TEXT PROVIDED »
=== Section Start ===

Following recent posts about Lincoln Chafee talking about running for the Democratic nomination I began looking to see if there are any other issues where the two have major differences besides Clinton’s support for the Iraq war, which he has been attacking Hillary Clinton on. I was pleased to see that back in 2011 Chaffee called for a reclassification of medical marijuana from a Schedule I controlled substances, which puts states which have legalized medical marijuana at odds with federal laws.
Three years later, Martin O’Malley took this a step even further, signing a bill decriminalizing marijuana, while opposing outright legalization. Hillary Clinton, as would be expected from her overall cultural conservatism, has lagged behind the country, and the Democratic Party, on both legalization of marijuana and medical marijuana.
On a related issue, Clinton’s opposition to needle exchange programs, while certainly not a major issue, was also an early issue in the 2008 nomination battle which differentiated the political philosophies of Clinton from the more liberal Barack Obama. Martin O’Malley, who is also moving well to the left on economic issues, signed a bill allowing needle exchange in Maryland. Clinton and Obama also differed in 2008 on reforming sentencing for violation of drug laws. While Obama’s record on the drug war has certainly been mixed, I would hate to see a move further to the right under Clinton.

=== Section End ===

TASKS FOR THIS EXERCISE »
A: List every person named in the post on drug policy.
B: State whether each statement agrees with the post on drug policy, answering yes or no and quoting the deciding words: (i) Martin O'Malley signed a bill decriminalizing marijuana but opposed outright legalization. (ii) Clinton supported needle exchange programs during the 2008 nomination battle. (iii) In 2011, Chafee called for medical marijuana to be reclassified.
The material that follows has no connection to the post on drug policy.

EXTRACTED INFORMATION »

=== Section Start ===

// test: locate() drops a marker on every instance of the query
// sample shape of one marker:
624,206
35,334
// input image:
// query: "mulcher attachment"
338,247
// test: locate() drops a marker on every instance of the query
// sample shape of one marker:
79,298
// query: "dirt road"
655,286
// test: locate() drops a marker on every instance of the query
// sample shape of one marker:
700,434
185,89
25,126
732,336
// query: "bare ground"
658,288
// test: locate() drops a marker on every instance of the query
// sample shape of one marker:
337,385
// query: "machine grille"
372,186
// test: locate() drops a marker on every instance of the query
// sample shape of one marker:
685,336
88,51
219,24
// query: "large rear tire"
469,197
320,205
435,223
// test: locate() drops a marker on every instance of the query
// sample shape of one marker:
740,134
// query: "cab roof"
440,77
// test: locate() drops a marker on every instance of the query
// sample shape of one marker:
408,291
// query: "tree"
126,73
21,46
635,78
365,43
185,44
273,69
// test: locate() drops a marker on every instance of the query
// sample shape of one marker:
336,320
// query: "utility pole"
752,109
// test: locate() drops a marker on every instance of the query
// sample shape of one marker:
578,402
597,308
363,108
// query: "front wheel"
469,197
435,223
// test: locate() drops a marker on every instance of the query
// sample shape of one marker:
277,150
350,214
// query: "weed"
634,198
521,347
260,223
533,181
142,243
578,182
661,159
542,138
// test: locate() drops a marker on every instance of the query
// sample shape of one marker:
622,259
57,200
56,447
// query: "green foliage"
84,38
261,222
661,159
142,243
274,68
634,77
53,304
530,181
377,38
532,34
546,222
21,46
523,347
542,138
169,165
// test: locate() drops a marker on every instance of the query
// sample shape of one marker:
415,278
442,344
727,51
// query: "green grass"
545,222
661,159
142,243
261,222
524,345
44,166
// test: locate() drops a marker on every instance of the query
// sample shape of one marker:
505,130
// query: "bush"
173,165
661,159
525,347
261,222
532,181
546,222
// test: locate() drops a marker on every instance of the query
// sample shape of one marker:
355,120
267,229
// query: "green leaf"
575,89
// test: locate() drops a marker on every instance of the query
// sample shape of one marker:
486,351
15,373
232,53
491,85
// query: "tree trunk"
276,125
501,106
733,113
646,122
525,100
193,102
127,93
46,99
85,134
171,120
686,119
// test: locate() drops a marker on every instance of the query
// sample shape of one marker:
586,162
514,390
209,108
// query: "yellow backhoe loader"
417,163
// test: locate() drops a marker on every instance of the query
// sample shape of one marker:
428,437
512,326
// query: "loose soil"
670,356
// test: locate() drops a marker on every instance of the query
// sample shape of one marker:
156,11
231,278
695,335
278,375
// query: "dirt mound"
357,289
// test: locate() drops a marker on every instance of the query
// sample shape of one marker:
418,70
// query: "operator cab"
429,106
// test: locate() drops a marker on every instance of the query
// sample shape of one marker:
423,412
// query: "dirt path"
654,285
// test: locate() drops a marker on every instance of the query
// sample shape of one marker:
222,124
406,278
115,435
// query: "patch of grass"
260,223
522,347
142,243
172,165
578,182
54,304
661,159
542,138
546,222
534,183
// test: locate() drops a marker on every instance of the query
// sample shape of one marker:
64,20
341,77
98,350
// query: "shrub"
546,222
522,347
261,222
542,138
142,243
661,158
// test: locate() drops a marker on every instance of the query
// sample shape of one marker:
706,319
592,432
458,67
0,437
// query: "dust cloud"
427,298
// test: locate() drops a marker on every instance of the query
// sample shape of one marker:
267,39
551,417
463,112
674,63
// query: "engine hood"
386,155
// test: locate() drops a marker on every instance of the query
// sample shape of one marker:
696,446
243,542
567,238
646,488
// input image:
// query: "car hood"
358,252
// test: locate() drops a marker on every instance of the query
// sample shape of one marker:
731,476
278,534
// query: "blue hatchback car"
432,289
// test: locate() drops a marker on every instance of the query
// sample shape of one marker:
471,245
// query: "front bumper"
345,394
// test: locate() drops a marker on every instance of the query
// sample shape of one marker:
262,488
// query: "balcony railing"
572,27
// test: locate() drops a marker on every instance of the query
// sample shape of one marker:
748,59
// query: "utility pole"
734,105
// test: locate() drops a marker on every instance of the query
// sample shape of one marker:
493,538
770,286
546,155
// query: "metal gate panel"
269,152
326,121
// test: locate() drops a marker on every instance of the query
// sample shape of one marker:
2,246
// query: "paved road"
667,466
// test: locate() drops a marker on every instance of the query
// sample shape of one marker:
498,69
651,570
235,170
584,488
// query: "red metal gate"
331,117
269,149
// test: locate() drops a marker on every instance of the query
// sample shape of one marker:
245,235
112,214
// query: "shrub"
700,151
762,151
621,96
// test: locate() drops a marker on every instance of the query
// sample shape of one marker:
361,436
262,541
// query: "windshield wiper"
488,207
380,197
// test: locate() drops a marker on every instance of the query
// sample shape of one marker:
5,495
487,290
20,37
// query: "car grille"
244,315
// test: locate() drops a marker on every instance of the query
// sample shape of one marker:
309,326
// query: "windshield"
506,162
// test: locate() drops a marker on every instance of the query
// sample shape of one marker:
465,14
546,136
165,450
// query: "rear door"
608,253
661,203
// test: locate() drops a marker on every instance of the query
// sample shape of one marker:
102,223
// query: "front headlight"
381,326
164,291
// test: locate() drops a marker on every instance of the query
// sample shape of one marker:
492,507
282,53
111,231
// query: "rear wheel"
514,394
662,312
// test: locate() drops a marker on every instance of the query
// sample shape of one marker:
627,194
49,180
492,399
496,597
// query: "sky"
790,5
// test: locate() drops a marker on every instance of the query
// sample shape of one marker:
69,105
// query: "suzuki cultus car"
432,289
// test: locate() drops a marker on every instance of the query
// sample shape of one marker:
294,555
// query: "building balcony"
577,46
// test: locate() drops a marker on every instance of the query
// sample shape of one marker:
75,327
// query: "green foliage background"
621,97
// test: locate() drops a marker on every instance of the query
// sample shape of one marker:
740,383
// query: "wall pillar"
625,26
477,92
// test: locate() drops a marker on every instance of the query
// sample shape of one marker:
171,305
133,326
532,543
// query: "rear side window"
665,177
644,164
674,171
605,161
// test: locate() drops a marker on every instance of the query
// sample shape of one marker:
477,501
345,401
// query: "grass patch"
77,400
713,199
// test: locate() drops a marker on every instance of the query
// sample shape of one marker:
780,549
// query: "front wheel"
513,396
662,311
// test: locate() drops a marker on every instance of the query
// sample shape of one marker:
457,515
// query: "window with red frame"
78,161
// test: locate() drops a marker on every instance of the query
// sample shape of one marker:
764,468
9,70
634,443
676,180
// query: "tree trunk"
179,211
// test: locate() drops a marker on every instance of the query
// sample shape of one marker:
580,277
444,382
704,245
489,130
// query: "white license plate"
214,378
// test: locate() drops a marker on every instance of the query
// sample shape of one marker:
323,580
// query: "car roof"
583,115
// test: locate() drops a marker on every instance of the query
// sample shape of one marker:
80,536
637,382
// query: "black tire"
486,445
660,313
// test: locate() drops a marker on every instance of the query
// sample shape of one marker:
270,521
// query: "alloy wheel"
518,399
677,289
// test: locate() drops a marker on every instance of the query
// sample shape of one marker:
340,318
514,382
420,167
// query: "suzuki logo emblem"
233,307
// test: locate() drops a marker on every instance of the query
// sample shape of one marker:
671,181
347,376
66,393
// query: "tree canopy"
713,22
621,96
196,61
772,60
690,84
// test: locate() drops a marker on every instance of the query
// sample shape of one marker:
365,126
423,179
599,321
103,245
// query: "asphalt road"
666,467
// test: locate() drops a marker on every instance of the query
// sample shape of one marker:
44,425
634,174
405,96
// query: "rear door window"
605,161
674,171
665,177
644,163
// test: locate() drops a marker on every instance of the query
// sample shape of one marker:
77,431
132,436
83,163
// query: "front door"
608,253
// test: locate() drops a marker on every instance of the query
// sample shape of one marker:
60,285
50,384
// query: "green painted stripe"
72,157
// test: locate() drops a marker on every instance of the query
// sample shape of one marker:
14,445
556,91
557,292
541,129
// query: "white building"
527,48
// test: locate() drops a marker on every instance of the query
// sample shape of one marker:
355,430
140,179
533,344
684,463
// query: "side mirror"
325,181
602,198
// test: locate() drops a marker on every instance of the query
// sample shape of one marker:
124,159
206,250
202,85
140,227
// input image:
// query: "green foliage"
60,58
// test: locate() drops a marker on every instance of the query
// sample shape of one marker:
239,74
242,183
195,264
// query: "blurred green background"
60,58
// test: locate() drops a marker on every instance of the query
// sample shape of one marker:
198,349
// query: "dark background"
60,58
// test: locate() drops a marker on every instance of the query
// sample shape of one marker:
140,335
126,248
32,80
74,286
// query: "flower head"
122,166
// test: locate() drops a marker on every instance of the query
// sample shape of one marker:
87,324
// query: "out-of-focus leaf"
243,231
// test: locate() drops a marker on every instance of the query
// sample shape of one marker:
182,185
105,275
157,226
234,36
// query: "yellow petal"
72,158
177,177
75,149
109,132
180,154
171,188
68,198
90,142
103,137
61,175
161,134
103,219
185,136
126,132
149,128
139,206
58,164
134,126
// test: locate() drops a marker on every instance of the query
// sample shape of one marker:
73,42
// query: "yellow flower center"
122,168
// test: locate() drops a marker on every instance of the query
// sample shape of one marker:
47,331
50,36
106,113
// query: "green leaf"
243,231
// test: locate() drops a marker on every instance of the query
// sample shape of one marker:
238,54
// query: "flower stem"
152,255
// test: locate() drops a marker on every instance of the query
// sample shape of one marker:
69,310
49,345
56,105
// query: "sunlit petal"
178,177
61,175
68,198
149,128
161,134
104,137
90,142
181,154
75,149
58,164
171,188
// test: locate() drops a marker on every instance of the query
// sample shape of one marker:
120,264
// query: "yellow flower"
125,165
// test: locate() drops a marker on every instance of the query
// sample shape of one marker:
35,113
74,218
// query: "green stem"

=== Section End ===

RESULTS BY TASK »
A: Lincoln Chafee, Hillary Clinton, Martin O'Malley, Barack Obama

B:
(i) Yes: "signing a bill decriminalizing marijuana, while opposing outright legalization"
(ii) No: "Clinton’s opposition to needle exchange programs"
(iii) Yes: "back in 2011 Chaffee called for a reclassification of medical marijuana"